[What is asked] Could you rewrite the records, starting with the line that contains "target: tree" and going on through the line that contains "37 35 L 37 38", with "instance" swapped for "occurrence" and nothing else altered? Give only those lines.

======

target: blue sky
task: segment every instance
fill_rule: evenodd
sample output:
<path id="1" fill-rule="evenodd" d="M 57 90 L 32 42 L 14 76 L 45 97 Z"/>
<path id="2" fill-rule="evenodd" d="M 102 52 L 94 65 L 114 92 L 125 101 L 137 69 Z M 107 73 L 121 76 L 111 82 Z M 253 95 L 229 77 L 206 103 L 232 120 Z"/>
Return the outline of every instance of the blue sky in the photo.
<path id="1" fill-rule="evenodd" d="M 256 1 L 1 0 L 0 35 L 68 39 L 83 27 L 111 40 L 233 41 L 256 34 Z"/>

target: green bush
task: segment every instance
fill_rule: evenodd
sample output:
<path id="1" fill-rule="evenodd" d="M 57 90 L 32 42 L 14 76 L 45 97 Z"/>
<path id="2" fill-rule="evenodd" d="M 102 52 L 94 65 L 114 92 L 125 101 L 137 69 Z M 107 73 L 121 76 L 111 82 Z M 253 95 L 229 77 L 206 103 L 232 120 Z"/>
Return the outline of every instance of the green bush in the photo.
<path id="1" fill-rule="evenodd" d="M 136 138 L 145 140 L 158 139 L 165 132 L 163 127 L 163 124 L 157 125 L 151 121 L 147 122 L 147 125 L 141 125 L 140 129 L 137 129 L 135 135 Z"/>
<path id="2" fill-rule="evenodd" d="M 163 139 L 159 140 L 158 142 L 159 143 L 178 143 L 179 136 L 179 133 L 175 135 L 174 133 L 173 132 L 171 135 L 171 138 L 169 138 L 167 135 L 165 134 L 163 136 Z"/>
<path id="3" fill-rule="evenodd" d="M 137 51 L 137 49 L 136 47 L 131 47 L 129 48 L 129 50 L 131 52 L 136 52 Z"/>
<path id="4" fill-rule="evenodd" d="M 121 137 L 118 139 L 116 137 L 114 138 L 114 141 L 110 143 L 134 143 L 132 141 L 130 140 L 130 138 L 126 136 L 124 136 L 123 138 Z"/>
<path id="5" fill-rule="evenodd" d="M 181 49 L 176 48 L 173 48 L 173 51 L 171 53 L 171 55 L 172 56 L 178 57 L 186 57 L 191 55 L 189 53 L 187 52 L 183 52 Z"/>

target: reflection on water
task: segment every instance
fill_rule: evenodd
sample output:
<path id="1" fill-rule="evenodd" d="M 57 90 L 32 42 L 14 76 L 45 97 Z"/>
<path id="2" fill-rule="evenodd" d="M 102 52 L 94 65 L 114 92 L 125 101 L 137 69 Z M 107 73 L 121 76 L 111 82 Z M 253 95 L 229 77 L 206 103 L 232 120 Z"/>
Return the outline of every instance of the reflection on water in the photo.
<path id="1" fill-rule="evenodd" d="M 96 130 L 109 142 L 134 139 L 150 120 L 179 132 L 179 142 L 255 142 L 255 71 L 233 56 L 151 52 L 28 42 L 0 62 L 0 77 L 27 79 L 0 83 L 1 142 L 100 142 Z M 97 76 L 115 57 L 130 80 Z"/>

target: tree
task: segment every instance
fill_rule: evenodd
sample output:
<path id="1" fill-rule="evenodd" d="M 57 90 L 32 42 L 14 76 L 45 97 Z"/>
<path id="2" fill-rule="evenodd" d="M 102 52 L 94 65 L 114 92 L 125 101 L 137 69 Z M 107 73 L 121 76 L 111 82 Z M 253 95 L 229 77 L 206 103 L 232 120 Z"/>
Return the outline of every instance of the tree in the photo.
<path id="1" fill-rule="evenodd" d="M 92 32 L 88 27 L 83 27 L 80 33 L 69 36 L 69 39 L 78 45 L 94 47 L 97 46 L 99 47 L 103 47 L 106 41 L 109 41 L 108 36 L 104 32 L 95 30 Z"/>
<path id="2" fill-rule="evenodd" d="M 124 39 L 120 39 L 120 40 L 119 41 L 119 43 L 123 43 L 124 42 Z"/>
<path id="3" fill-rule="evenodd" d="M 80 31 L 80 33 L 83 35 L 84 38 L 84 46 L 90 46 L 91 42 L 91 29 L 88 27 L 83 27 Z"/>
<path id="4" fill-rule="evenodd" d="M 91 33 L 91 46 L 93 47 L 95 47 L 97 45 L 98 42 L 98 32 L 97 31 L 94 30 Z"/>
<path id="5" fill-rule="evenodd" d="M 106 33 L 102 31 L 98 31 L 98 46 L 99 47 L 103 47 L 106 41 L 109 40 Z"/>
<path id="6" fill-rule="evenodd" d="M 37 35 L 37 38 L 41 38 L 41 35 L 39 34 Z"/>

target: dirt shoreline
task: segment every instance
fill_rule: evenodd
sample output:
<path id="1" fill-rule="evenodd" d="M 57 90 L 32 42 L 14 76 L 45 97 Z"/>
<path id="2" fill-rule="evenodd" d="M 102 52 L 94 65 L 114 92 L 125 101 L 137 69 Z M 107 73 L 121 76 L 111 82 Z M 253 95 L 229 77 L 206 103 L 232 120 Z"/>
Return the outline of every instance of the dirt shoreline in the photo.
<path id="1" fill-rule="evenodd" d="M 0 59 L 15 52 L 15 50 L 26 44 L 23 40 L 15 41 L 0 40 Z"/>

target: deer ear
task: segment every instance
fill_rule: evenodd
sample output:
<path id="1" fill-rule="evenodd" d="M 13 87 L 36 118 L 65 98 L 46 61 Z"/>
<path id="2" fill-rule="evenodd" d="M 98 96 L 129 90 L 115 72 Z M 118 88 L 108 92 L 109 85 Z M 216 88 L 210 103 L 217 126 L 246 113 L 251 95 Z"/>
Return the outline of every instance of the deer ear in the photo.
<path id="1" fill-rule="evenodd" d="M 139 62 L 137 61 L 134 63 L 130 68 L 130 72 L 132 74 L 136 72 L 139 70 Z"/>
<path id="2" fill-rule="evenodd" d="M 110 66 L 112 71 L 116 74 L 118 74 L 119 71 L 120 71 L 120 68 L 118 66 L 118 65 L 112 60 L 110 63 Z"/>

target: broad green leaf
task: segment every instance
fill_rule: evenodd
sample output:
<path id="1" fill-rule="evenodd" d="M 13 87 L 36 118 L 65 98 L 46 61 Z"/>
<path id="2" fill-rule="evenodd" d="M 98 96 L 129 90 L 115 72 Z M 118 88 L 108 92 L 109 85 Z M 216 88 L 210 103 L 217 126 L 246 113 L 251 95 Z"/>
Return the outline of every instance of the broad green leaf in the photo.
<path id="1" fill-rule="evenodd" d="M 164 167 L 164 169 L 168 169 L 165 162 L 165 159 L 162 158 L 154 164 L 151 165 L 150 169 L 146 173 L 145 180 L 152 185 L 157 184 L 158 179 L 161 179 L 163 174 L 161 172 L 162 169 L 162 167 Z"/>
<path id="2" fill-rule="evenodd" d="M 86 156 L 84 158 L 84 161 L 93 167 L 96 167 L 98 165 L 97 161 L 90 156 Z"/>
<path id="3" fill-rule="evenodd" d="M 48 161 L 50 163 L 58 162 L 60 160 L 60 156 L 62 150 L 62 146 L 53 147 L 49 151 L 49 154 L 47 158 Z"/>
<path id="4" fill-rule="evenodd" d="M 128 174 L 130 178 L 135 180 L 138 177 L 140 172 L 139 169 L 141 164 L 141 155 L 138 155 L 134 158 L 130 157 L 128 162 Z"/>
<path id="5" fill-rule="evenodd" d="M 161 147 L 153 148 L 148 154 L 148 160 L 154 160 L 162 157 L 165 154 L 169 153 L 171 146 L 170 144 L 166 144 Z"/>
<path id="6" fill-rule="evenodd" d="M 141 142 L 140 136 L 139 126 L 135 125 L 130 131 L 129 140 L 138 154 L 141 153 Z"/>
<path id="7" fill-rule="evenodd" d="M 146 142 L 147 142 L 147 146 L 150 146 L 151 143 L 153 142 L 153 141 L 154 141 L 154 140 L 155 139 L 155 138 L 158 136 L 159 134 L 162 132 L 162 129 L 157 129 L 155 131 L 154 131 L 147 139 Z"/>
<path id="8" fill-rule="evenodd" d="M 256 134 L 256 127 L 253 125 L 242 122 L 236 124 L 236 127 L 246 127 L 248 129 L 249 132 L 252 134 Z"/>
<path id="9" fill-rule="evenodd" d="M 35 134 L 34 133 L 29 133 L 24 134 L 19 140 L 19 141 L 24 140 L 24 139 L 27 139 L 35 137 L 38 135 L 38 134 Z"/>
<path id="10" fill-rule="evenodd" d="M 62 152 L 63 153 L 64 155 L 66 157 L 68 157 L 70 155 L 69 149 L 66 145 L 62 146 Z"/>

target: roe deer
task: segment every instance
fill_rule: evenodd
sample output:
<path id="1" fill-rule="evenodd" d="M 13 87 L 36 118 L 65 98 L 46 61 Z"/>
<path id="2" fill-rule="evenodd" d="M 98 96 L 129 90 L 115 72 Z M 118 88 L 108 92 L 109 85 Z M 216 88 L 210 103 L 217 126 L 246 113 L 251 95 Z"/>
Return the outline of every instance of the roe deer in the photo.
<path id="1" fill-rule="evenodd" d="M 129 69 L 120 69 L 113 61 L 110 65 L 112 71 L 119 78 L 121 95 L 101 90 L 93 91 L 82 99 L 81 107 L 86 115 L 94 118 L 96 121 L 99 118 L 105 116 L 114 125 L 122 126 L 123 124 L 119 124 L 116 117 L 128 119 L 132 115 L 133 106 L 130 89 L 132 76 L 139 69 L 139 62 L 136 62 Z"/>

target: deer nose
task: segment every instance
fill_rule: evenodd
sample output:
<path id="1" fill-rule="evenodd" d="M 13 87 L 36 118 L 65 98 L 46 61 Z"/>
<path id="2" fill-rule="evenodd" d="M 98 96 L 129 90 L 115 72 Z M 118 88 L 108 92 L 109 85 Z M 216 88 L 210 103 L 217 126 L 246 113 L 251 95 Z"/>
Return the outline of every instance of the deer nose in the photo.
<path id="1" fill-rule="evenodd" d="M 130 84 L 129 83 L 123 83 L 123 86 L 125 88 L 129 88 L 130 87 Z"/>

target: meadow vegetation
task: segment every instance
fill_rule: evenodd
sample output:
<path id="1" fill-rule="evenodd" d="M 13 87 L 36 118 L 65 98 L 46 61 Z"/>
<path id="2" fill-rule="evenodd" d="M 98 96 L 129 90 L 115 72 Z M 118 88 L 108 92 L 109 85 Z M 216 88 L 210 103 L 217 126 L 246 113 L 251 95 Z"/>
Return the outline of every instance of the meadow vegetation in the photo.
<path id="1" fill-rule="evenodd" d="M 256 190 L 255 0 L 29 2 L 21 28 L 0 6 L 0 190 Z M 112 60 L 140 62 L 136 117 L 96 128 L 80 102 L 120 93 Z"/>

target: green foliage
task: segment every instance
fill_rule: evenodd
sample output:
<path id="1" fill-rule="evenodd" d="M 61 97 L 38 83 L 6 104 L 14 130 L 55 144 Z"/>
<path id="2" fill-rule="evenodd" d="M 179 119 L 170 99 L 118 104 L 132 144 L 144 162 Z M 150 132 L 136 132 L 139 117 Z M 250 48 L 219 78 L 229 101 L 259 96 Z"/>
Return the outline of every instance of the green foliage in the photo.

======

[Finished task]
target: tree
task: segment every occurrence
fill_rule: evenodd
sample output:
<path id="1" fill-rule="evenodd" d="M 57 90 L 32 42 L 14 76 L 45 97 Z"/>
<path id="2" fill-rule="evenodd" d="M 102 52 L 94 65 L 114 92 L 125 101 L 137 69 Z M 107 73 L 121 76 L 111 82 Z M 253 95 L 229 77 L 206 103 L 232 120 Z"/>
Return the outline of every occurrence of the tree in the photo.
<path id="1" fill-rule="evenodd" d="M 92 32 L 88 27 L 83 27 L 80 33 L 69 36 L 69 39 L 78 45 L 94 47 L 97 46 L 99 47 L 103 47 L 106 41 L 109 41 L 108 36 L 104 32 L 95 30 Z"/>
<path id="2" fill-rule="evenodd" d="M 124 39 L 120 39 L 120 40 L 119 41 L 119 43 L 123 43 L 124 42 Z"/>
<path id="3" fill-rule="evenodd" d="M 80 31 L 80 33 L 83 35 L 84 38 L 84 46 L 90 46 L 91 42 L 91 29 L 88 27 L 83 27 Z"/>
<path id="4" fill-rule="evenodd" d="M 91 33 L 91 46 L 93 47 L 95 47 L 97 45 L 98 42 L 98 32 L 97 31 L 94 30 Z"/>
<path id="5" fill-rule="evenodd" d="M 106 33 L 102 31 L 98 31 L 98 46 L 99 47 L 103 47 L 106 41 L 109 40 Z"/>
<path id="6" fill-rule="evenodd" d="M 37 35 L 37 38 L 41 38 L 41 35 L 39 34 Z"/>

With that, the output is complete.